[Stored data entries]
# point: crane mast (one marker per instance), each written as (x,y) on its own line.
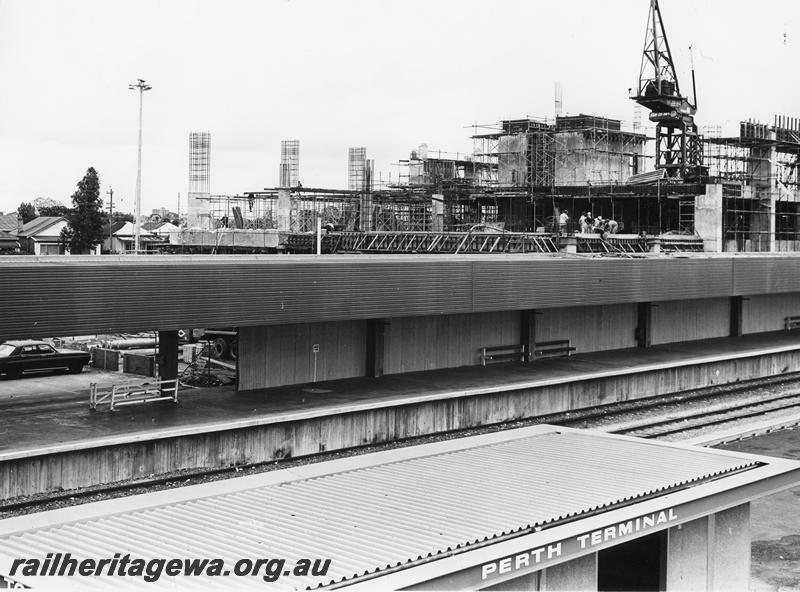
(679,148)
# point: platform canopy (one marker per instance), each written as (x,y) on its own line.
(455,512)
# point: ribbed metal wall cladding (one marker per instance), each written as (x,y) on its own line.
(50,296)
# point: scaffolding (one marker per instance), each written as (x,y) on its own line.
(249,212)
(358,174)
(290,163)
(199,162)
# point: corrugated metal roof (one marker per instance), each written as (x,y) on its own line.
(37,225)
(373,518)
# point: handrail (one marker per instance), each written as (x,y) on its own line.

## Work item
Restate every line above word for word. Do not carry over the images.

## Solution for this exercise
# point: crane mast (one marker per instance), each written as (x,y) on its own line.
(679,148)
# point: platform canopy (one marker per instance), each written as (x,y) on its own line.
(455,512)
# point: ribbed metal wall cladding (one marker per instance), each written as (x,y) on its own line.
(50,296)
# point: scaffolding (one marker per instance), each written as (x,y) on its own line.
(249,212)
(358,174)
(290,163)
(199,162)
# point: corrugated metal roof (one marker per instance), each written as (x,y) on its own line.
(37,225)
(373,518)
# point: handrail (one marker per instance), each written as (x,y) on its own line.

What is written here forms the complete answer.